- **Aim of the exercise**: Tally the lines in the material below that include the word "every". Reply with the number alone.
..........
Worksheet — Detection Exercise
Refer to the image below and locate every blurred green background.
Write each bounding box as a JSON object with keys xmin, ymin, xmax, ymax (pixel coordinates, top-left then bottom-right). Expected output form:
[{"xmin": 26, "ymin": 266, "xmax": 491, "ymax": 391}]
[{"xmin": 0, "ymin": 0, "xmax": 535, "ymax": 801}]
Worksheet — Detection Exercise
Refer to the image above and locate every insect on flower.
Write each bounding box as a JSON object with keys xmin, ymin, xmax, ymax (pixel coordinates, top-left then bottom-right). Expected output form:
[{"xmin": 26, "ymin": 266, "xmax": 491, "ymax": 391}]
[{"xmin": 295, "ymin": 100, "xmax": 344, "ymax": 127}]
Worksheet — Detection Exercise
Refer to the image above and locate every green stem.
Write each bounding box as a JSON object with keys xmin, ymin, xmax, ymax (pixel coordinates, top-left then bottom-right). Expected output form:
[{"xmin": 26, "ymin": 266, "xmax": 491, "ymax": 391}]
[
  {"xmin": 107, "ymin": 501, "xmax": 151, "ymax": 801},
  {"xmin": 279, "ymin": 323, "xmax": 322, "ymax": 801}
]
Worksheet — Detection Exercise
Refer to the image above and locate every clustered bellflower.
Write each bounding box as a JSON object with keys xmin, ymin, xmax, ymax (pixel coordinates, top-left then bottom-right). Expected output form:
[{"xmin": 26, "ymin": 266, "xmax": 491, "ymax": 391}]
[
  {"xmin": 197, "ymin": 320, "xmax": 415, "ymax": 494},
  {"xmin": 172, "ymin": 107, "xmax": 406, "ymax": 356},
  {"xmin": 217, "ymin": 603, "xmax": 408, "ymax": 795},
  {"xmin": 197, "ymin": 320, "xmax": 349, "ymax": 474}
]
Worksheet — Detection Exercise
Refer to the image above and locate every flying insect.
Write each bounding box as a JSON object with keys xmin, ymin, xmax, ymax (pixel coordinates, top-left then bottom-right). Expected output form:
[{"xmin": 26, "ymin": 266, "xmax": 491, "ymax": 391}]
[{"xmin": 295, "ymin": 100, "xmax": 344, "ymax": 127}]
..........
- **Exercise solution**: 5